# Extracted text
--- START ---

Every so often someone opens their mouth in a meeting and out tumbles “but we mustn’t ‘spoon-feed’ our PhD students – they have to be independent.”Recently, I’ve been wondering in some detail what’s behind this reaction, and how, in my role, I can interpret what this means for researcher and supervisor development.
So if we say a student should ‘be independent’ – what do we mean? Some ways of interpreting independence are below and I go to the tedious point of copy and pasting the 4 options out of the Oxford English Dictionary because I wonder if the definition might be the first point of expectation-clash over what constitutes PhD supervision…
Oh first ones… we probably don’t mean:
- Free from outside control; not subject to another’s authority
- Not depending on another for livelihood or subsistence
We probably do mean:
- Capable of thinking or acting for oneself
But, it can easily, and scarily if you’re that student, be confused with:
- Not connected with another or with each other; separate
Simply declaring every student ‘should be independent’ is clearly not a licence to be hands-off in their development to the point of neglect – though this is one style of supervision I do sometimes see knocking about the place.

--- END ---

# Provided data
--- START ---

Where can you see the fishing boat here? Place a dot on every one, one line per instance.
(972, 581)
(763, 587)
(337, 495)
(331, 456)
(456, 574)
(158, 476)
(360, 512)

--- END ---

# What the task asks
Copy out the full piece on PhD student independence word for word. The entries have nothing to do with the piece on PhD student independence.

# Task output
Every so often someone opens their mouth in a meeting and out tumbles “but we mustn’t ‘spoon-feed’ our PhD students – they have to be independent.”Recently, I’ve been wondering in some detail what’s behind this reaction, and how, in my role, I can interpret what this means for researcher and supervisor development.
So if we say a student should ‘be independent’ – what do we mean? Some ways of interpreting independence are below and I go to the tedious point of copy and pasting the 4 options out of the Oxford English Dictionary because I wonder if the definition might be the first point of expectation-clash over what constitutes PhD supervision…
Oh first ones… we probably don’t mean:
- Free from outside control; not subject to another’s authority
- Not depending on another for livelihood or subsistence
We probably do mean:
- Capable of thinking or acting for oneself
But, it can easily, and scarily if you’re that student, be confused with:
- Not connected with another or with each other; separate
Simply declaring every student ‘should be independent’ is clearly not a licence to be hands-off in their development to the point of neglect – though this is one style of supervision I do sometimes see knocking about the place.